--- start of Dataset records ---

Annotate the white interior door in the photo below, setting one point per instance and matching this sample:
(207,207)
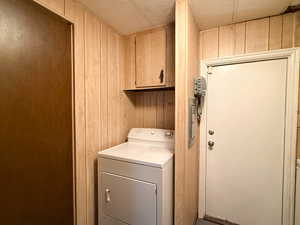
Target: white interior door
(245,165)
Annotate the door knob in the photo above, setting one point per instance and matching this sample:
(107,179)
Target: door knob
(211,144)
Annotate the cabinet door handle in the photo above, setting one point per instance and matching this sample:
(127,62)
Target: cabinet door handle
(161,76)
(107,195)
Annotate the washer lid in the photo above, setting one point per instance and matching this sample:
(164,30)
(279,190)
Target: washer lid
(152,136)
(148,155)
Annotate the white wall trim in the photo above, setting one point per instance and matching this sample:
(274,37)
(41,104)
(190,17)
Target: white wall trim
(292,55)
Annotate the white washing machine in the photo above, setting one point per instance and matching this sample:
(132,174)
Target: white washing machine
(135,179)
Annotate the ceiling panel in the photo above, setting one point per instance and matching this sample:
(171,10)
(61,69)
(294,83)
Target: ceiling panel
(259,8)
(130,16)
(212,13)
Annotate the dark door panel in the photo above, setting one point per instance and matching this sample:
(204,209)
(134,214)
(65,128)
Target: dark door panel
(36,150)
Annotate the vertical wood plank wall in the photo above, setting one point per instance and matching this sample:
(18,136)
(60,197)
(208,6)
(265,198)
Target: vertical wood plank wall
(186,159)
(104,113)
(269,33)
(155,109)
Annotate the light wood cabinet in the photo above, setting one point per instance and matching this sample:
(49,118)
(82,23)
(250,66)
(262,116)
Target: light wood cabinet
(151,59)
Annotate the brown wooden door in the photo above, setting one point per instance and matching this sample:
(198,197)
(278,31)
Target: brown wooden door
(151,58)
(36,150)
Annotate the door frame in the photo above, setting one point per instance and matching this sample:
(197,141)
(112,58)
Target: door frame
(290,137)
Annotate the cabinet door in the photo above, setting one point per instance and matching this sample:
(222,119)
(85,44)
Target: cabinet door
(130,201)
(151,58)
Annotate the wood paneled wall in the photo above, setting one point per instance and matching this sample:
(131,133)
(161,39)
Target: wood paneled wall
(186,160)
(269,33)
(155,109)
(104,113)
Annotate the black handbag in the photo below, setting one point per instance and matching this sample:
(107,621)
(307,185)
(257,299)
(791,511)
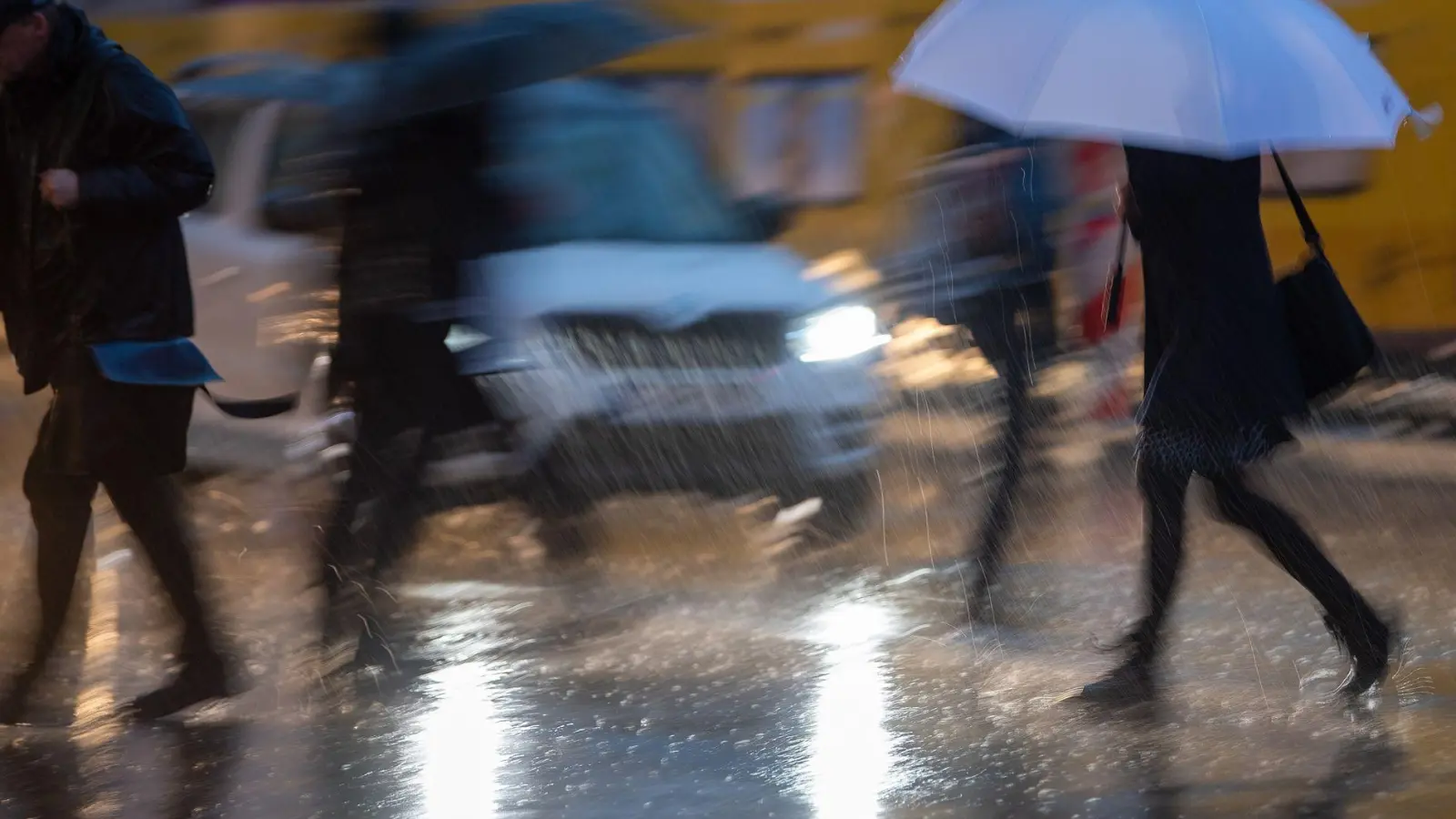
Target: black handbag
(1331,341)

--- end of Dataset records ---

> [Written exercise]: Please render each line of the items above as a numbered list, with blank lines left out and the pictures omitted.

> [Written solution]:
1. Annotate the white interior door in the photo below, setting one point per instance and matching this sample:
2. (207,207)
3. Target: white interior door
4. (245,165)
5. Annotate the door knob in the photo above, setting one point per instance and matching this sample:
6. (107,179)
7. Target: door knob
8. (211,144)
9. Annotate the cabinet door handle in the photo above, setting one point per instance and matching this sample:
10. (127,62)
11. Target: cabinet door handle
12. (161,76)
13. (107,195)
14. Annotate the washer lid in the photo above, setting one point per instance and matching this sample:
15. (164,30)
16. (279,190)
17. Target: washer lid
18. (152,136)
19. (148,155)
20. Annotate the white wall trim in the photo above, setting one point per instance and matching this sample:
21. (274,37)
22. (41,104)
23. (190,17)
24. Target: white wall trim
25. (292,55)
26. Annotate the white washing machine in the photo above, setting one point per instance and matching this sample:
27. (132,174)
28. Target: white washing machine
29. (135,179)
30. Annotate the ceiling panel in the photo above, setting one point per instance and matching this sample:
31. (171,10)
32. (61,69)
33. (294,83)
34. Target: ceiling panel
35. (259,8)
36. (130,16)
37. (212,13)
38. Annotate the dark door panel in the photo above, setting one point per instance and matching this sample:
39. (204,209)
40. (134,214)
41. (65,128)
42. Target: dark door panel
43. (36,150)
44. Annotate the vertical wood plank wall in the photo above, setting one point per instance and matching this sample:
45. (18,136)
46. (60,197)
47. (208,6)
48. (265,198)
49. Target: vertical wood plank wall
50. (186,159)
51. (104,113)
52. (269,33)
53. (155,109)
54. Annotate the light wood cabinet in the photo above, setting one point per instance and matching this sample:
55. (49,118)
56. (82,23)
57. (250,66)
58. (262,116)
59. Target: light wood cabinet
60. (151,59)
61. Annotate the brown wooden door in the photo above, setting one point per instance and matching this sample:
62. (198,197)
63. (278,31)
64. Target: brown wooden door
65. (151,58)
66. (36,150)
67. Annotate the door frame in the photo above, setting one point per instance and matching this sample:
68. (197,141)
69. (112,58)
70. Target: door frame
71. (290,137)
72. Annotate the cabinet door in the photo above, setting one point per instance and matching this sample:
73. (222,119)
74. (85,44)
75. Target: cabinet door
76. (130,201)
77. (151,58)
78. Annotate the wood paneled wall in the photo above, setting one point per instance and matching this sample:
79. (131,133)
80. (161,39)
81. Target: wood paneled wall
82. (186,160)
83. (269,33)
84. (155,109)
85. (104,113)
86. Annotate the black handbag in the photo below, setting one point per instance and matching this sample:
87. (107,621)
88. (307,185)
89. (257,299)
90. (791,511)
91. Target: black handbag
92. (1331,341)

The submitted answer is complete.